**PROVIDED MATERIAL**
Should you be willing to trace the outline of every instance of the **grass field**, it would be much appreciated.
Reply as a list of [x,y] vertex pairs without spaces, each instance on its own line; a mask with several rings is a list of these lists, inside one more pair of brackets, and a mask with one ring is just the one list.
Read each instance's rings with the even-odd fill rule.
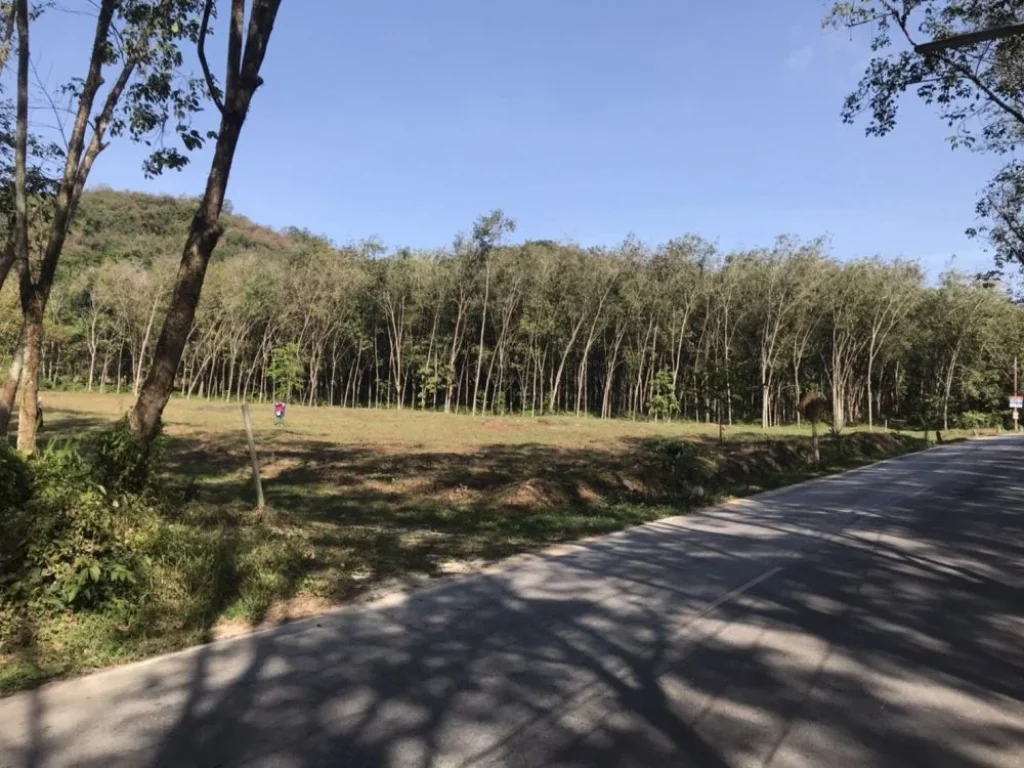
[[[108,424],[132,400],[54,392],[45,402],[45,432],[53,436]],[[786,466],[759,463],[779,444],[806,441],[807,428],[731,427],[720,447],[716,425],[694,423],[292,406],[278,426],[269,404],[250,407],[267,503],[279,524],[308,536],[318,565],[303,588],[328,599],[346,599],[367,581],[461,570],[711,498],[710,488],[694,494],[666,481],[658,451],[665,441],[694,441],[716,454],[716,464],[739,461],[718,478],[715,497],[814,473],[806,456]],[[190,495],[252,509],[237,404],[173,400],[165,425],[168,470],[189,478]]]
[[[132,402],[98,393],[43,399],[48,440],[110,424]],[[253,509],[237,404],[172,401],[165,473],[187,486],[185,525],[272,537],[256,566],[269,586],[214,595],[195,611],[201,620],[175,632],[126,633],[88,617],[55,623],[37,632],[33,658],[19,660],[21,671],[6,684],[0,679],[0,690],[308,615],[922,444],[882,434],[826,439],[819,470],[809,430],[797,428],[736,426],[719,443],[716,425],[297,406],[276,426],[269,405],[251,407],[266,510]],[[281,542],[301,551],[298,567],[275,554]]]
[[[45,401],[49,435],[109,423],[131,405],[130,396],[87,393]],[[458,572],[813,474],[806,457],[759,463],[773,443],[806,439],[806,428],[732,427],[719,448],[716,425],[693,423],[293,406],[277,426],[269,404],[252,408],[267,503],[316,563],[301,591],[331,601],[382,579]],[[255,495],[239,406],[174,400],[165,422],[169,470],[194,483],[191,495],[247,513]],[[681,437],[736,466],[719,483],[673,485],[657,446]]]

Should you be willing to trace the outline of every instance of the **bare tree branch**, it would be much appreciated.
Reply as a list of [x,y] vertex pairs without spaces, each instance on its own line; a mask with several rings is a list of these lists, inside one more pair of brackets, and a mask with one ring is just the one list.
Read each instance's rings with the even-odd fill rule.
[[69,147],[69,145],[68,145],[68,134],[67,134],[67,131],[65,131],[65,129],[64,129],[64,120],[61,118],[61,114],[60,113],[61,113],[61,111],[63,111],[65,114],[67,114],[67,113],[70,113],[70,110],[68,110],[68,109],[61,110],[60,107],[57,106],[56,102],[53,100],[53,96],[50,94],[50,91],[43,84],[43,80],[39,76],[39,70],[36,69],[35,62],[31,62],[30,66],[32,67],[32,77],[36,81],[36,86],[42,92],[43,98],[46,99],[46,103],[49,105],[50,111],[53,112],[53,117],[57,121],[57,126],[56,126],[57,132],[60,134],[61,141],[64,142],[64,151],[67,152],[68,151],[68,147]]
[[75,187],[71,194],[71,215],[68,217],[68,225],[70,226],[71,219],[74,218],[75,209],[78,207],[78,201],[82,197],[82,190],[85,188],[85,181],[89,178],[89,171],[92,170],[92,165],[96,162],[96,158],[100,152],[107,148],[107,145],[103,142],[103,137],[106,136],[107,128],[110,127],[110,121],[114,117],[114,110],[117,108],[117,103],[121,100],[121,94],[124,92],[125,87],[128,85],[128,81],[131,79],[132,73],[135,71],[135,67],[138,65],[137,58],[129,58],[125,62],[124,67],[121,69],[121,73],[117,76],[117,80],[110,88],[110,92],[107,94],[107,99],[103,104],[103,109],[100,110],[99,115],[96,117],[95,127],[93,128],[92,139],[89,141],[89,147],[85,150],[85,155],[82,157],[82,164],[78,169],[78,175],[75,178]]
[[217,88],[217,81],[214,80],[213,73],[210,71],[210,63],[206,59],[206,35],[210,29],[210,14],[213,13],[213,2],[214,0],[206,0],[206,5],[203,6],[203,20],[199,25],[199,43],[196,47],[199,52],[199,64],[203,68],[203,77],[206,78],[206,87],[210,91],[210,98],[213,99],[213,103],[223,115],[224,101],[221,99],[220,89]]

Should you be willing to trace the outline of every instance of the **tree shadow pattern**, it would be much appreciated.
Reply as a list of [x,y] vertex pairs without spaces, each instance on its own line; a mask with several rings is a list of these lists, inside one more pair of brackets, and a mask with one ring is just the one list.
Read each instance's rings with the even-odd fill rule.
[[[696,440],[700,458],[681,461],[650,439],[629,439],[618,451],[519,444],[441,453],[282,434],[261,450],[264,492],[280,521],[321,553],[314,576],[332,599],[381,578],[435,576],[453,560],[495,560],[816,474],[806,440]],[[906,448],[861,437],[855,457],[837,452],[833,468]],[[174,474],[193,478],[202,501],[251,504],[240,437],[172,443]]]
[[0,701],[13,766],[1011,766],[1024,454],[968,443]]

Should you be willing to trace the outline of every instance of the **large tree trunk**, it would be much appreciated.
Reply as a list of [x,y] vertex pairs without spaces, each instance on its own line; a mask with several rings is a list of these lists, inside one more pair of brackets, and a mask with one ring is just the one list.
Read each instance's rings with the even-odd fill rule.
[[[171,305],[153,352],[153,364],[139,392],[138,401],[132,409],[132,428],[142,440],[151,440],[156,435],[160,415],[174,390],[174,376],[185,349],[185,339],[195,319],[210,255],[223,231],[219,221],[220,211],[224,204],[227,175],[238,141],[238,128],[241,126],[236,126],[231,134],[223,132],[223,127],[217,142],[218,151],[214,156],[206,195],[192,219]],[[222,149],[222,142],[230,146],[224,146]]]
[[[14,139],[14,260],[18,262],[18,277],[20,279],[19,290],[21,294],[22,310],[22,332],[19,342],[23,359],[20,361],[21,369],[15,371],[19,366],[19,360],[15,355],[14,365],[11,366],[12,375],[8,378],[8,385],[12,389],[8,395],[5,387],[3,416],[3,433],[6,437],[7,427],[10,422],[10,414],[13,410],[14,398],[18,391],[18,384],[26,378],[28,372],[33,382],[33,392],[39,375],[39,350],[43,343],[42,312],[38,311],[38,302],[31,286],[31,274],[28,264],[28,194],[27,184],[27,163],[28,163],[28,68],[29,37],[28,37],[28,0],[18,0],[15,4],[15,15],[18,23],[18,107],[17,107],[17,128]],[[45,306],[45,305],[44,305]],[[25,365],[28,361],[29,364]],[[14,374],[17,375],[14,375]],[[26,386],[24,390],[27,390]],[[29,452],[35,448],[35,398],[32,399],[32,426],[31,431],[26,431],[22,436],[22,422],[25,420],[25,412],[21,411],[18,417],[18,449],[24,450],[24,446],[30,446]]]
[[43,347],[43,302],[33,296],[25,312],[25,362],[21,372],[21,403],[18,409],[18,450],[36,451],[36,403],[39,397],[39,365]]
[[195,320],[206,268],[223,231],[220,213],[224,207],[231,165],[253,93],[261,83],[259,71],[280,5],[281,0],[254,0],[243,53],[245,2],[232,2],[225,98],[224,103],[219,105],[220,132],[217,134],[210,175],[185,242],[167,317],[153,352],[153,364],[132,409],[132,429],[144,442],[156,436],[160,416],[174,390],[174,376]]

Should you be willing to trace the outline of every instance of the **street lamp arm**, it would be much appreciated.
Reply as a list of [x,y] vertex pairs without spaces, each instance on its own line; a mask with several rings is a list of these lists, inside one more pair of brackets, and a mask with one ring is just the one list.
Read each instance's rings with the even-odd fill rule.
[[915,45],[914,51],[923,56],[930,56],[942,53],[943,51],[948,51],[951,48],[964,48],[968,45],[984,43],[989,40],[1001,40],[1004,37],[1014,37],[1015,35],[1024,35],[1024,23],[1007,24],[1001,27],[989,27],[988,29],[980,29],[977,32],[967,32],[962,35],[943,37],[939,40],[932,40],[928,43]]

**WORK REQUEST**
Looking at the data above, state how many of its lines contain the word "willing", and give nothing but that number.

**RESPONSE TO THIS EXERCISE**
5